# Bear chews on can of bear spray.



## longbow (Mar 31, 2009)

Found this while out hiking last week. I'm not sure what the story is but I'm assuming it fell off a hunter's belt and a brown bear ran across it and decided to see what pepper spray tasted like. Kind of ironic.  Around here, bears chew on anything and everything they find in the forest. I would love to have been a fly on a tree trunk when he bit into this.


----------



## pollo70 (Aug 15, 2016)

That's a cool find, did you look around for any human remains.. hope the owner did just drop it!


----------



## Critter (Mar 20, 2010)

Was the safety pin still in it or was it pulled and perhaps the can was discharged? 

I can just imagine if a bear did bite into a full can of the stuff, they actually might like it.

A lot out there claim that bear spray should just be sold in the condiment aisle in the stores.


----------



## longbow (Mar 31, 2009)
----------------
Exercise a >> From the forum thread about the chewed can of bear spray, extract the passage between "That's a cool" and "in the stores.", inclusive.

Stored data entries
----------------
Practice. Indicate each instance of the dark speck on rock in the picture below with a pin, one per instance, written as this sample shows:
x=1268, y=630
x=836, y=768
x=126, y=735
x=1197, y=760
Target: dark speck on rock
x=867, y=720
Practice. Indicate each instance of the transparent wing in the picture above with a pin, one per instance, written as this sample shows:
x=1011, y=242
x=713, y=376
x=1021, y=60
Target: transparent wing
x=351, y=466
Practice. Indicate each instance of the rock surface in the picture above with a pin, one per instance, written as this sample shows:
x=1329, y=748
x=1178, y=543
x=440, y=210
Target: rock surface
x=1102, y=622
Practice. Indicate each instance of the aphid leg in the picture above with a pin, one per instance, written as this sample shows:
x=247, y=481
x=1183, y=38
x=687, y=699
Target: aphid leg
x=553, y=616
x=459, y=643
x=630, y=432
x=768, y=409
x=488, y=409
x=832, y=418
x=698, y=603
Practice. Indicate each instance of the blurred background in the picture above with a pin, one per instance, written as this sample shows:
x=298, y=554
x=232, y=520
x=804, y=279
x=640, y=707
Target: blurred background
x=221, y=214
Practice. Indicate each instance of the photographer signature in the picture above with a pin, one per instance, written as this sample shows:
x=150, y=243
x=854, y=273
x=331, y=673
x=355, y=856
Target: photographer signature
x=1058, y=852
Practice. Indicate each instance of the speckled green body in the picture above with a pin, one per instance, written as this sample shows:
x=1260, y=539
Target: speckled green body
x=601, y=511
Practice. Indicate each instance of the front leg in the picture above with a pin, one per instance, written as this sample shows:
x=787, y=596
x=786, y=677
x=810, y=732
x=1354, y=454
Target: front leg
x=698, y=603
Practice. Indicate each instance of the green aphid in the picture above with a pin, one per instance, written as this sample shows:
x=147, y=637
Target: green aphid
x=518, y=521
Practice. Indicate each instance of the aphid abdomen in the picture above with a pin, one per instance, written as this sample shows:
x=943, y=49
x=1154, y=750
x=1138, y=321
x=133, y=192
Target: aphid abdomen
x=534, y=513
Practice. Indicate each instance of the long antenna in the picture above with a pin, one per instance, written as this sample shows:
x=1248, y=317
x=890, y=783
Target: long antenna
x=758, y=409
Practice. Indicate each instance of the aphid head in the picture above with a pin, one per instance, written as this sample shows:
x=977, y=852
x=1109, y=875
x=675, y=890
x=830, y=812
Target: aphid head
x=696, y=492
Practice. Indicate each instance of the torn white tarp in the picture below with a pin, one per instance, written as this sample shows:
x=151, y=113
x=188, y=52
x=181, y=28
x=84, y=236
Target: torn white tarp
----------------
Exercise b >> Count the lines in the entries that contain the string "green", and reply with the number only.

Task output a >>
That's a cool find, did you look around for any human remains.. hope the owner did just drop it!


----------



## Critter (Mar 20, 2010)

Was the safety pin still in it or was it pulled and perhaps the can was discharged? 

I can just imagine if a bear did bite into a full can of the stuff, they actually might like it.

A lot out there claim that bear spray should just be sold in the condiment aisle in the stores.

Task output b >> 4